RECORDS ::
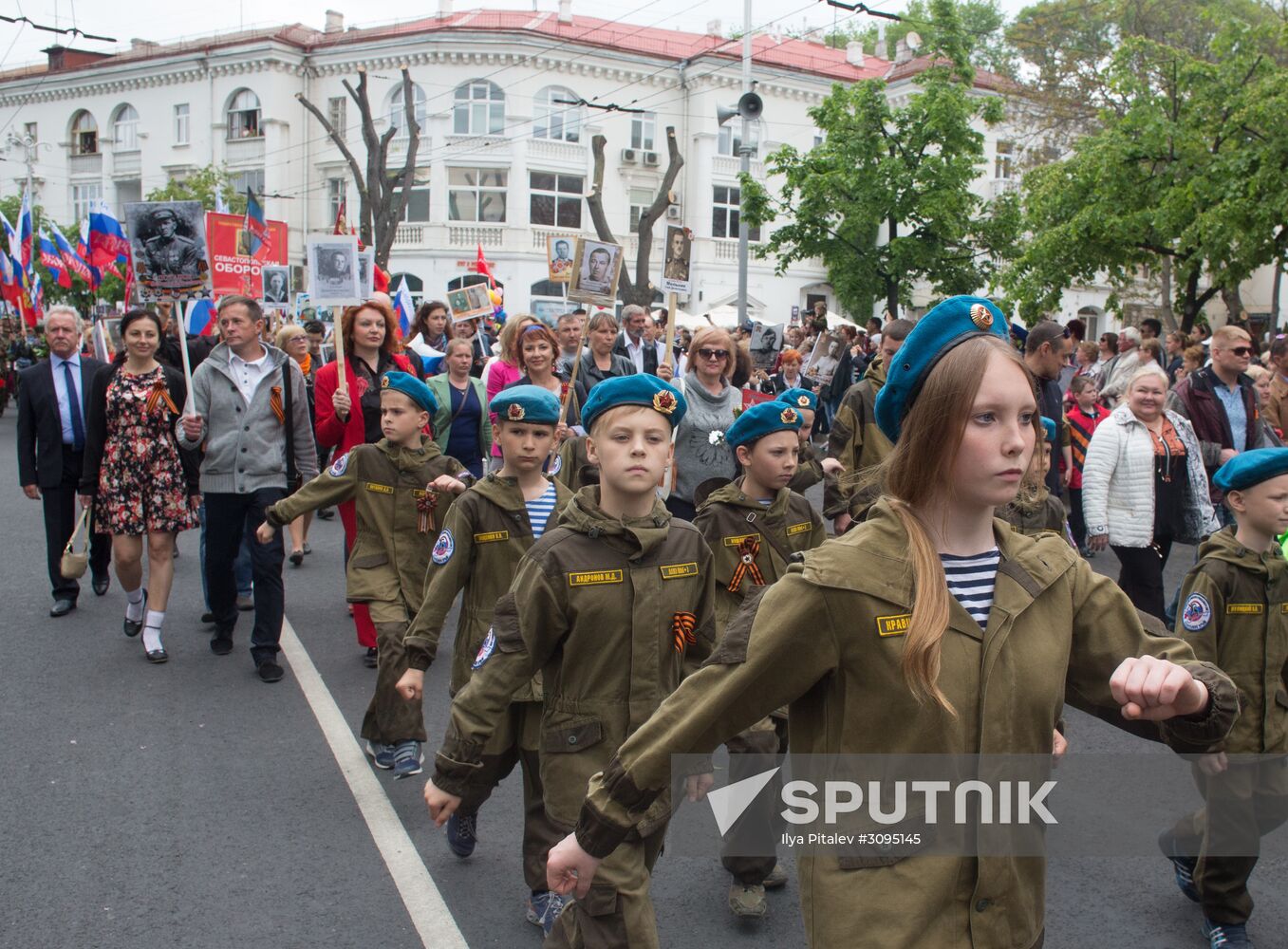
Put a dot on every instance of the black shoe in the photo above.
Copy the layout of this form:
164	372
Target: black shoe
132	627
62	608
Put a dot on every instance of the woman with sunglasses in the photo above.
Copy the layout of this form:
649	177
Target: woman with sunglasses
713	400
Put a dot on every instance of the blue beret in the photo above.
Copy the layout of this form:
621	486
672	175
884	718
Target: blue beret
1247	469
760	420
412	388
955	321
527	403
638	389
801	398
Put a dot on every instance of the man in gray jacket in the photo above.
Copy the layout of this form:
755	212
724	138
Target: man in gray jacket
240	397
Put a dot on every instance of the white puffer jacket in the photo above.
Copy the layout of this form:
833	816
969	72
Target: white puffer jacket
1118	482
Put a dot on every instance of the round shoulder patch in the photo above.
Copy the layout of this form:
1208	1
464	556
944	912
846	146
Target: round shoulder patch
1197	613
486	649
443	548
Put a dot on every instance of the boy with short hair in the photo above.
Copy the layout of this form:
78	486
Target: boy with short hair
398	486
756	526
484	534
614	606
1236	616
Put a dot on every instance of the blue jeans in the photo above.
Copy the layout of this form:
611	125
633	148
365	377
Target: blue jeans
241	566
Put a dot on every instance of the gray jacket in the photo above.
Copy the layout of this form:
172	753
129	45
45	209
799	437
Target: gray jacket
245	446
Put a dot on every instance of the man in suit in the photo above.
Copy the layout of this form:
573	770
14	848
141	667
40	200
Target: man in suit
50	448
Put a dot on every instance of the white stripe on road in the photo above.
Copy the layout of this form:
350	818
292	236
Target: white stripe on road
429	915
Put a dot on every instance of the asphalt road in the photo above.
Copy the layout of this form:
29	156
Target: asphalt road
191	805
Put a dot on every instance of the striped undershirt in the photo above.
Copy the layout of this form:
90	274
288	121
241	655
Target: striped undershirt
970	581
540	510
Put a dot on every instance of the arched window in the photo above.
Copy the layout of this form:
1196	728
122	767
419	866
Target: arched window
397	111
244	115
479	108
84	134
554	115
125	129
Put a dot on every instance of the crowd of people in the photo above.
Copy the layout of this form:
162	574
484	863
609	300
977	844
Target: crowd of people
588	488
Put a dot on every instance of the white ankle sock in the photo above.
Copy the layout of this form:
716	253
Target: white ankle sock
152	630
134	608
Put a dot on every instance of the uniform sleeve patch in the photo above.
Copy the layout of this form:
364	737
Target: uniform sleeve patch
1197	613
484	650
443	548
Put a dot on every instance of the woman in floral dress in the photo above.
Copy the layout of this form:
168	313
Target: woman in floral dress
134	473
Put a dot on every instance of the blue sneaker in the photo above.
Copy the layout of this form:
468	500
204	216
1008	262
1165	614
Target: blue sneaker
462	833
382	754
407	758
544	908
1226	935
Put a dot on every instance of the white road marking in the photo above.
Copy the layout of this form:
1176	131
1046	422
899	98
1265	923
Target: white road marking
429	915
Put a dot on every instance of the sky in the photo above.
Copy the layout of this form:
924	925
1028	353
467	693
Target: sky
165	21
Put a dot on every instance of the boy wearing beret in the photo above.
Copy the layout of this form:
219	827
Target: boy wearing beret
756	526
614	608
401	487
1236	616
483	537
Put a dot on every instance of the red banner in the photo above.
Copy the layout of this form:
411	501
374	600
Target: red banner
233	270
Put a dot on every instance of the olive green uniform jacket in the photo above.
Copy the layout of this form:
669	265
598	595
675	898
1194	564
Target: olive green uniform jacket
736	526
814	641
484	534
855	439
389	552
614	614
1234	613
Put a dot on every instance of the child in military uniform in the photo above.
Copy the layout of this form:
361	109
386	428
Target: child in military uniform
887	641
486	532
756	526
1236	616
1035	510
614	606
397	486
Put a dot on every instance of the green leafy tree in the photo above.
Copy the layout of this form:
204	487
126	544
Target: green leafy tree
885	198
204	186
1190	170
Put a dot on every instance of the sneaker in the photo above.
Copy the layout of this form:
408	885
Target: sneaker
544	908
382	754
1226	935
462	833
747	902
1183	866
407	758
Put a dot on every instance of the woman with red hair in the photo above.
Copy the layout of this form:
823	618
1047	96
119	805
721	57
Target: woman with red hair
352	416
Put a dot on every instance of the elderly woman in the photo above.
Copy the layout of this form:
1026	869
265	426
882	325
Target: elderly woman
700	448
1144	487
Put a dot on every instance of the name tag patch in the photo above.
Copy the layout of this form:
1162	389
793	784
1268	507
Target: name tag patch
1244	608
893	624
590	578
677	570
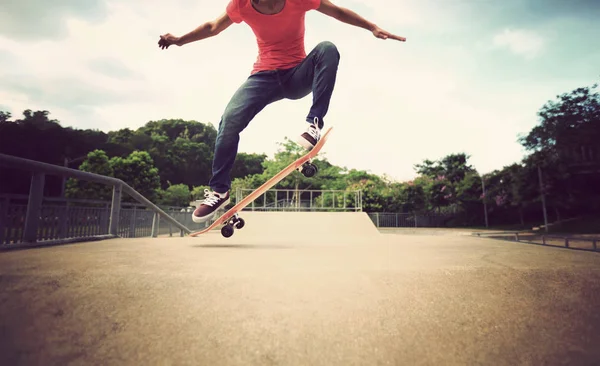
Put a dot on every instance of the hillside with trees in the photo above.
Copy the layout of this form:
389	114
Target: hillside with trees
169	162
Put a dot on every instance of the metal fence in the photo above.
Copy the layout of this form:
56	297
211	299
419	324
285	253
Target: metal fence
303	200
34	219
391	220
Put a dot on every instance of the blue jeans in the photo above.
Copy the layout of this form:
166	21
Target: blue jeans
316	74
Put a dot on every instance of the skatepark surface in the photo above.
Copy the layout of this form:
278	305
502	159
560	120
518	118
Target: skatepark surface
279	293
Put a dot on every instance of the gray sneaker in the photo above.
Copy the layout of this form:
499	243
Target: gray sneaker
309	139
209	206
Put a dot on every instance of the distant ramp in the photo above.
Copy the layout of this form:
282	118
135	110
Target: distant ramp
302	227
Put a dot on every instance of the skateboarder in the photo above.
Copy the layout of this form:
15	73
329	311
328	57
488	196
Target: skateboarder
282	70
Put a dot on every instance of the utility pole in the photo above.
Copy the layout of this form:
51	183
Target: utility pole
543	199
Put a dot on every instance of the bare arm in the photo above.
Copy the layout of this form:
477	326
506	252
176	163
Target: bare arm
349	17
206	30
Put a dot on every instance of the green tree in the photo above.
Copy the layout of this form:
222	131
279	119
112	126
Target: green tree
138	171
97	162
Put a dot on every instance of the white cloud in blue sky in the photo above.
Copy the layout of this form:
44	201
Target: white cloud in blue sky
470	79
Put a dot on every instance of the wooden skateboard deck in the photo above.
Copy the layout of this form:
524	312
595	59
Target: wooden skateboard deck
230	218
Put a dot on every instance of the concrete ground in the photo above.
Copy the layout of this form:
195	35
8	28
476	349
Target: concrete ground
286	298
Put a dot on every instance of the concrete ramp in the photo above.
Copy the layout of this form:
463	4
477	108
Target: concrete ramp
302	228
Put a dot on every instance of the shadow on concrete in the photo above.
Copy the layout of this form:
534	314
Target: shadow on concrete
242	246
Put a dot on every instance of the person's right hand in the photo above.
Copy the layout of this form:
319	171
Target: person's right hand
168	39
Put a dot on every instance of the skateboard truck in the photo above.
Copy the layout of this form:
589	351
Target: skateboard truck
308	169
235	220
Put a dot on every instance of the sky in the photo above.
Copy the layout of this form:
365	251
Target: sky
470	78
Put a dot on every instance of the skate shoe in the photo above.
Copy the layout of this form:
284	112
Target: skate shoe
309	139
209	206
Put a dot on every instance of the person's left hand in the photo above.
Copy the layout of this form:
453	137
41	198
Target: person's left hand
380	33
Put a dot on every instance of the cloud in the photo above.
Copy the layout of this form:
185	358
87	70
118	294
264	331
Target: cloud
520	42
111	67
398	102
39	19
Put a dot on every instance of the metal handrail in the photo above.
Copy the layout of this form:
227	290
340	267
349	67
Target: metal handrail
39	170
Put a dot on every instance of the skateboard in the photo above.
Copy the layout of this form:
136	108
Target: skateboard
231	218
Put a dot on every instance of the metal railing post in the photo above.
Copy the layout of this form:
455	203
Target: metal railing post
155	224
115	210
4	226
36	195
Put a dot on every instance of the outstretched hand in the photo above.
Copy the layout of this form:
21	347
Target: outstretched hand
167	40
380	33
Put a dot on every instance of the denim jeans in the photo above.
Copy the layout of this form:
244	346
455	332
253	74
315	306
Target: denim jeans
316	73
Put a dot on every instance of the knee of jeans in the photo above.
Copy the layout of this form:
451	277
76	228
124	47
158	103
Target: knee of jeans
231	124
329	49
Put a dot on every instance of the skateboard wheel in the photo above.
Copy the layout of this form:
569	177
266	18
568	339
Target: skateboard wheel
239	223
309	170
227	231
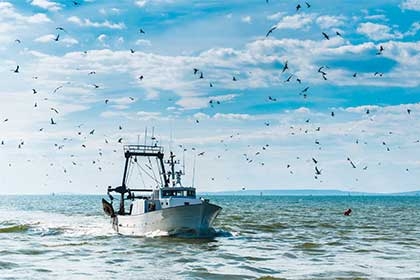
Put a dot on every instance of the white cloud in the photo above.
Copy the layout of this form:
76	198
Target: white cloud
377	31
326	22
275	16
48	5
51	37
101	38
414	28
411	5
246	19
230	116
88	23
141	3
45	38
298	21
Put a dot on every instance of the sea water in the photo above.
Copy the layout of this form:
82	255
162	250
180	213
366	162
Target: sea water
257	237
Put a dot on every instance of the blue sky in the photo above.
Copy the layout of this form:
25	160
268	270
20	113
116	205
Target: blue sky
268	129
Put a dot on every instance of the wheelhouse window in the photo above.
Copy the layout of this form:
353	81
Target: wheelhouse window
178	193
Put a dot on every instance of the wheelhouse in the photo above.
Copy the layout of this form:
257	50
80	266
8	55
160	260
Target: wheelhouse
177	192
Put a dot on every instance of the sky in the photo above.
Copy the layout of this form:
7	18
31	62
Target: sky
329	99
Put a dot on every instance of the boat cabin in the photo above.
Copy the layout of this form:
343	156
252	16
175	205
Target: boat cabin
179	192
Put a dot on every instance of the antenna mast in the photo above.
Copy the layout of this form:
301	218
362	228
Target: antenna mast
192	185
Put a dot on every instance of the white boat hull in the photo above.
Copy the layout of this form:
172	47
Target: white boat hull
194	219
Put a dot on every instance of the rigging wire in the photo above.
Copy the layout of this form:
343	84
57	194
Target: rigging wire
160	172
151	165
151	177
141	176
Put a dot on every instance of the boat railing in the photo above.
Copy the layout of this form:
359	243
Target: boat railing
143	149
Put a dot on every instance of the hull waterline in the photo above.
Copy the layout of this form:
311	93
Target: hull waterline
194	219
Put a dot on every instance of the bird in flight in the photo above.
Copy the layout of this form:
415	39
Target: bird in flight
285	67
271	30
60	28
352	164
53	109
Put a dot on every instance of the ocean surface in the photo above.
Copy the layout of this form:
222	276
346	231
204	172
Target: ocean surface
272	237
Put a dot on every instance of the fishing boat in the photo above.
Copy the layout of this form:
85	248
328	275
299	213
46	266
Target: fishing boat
167	208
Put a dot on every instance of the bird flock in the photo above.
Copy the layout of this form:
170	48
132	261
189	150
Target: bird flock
253	155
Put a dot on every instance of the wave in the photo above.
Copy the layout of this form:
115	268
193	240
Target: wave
15	229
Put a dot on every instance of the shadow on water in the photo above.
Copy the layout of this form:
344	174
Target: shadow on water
15	229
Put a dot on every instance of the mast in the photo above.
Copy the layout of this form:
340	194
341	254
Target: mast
127	161
172	163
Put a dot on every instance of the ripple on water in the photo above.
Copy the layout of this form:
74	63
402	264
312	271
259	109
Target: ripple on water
15	229
270	278
308	246
8	265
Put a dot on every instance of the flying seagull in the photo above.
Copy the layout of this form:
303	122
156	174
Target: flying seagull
285	67
352	164
271	30
53	109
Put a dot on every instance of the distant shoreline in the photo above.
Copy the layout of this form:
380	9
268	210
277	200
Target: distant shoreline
308	192
253	192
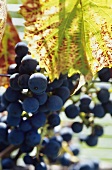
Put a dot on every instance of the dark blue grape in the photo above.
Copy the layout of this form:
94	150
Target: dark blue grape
77	127
96	164
2	107
37	83
32	138
40	166
65	160
72	111
7	163
66	133
54	103
44	108
103	95
14	81
85	99
30	104
62	92
98	111
98	130
54	120
24	148
42	98
58	138
51	149
25	125
38	120
108	107
86	165
12	69
82	137
91	140
16	137
23	81
28	159
28	65
84	108
75	149
104	74
18	62
15	109
3	132
4	101
11	95
54	85
21	49
38	68
13	121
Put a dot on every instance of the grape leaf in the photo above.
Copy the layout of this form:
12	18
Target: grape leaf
7	53
3	16
69	36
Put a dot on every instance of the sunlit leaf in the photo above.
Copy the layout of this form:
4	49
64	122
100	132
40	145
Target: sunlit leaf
3	16
69	36
7	53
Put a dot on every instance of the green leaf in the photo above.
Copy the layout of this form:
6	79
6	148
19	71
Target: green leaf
69	36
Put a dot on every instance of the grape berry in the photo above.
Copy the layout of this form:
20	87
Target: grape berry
34	106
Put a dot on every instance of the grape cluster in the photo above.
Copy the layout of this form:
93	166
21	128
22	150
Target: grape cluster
32	108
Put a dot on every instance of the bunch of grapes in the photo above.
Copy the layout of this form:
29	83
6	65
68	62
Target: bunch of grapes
31	108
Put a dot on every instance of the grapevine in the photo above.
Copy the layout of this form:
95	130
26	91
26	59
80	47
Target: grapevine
40	89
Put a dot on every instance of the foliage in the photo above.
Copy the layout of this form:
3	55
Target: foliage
69	36
7	53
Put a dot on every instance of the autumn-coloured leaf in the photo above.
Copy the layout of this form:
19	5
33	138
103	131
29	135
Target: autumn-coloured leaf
7	53
3	16
69	36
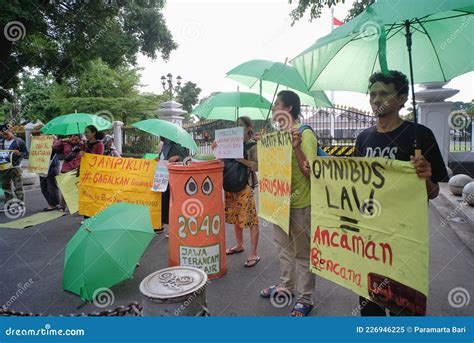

TASK OBJECTIVE :: Pick out every line of the rows above that contains the word "window", and copy each such line in full.

OUTPUT BELOW ::
Put a dot on every instance of the arched window in the photo above.
Target: arched window
Put a dot on every instance of the wheelhouse window in the photo above.
Target: wheelhouse window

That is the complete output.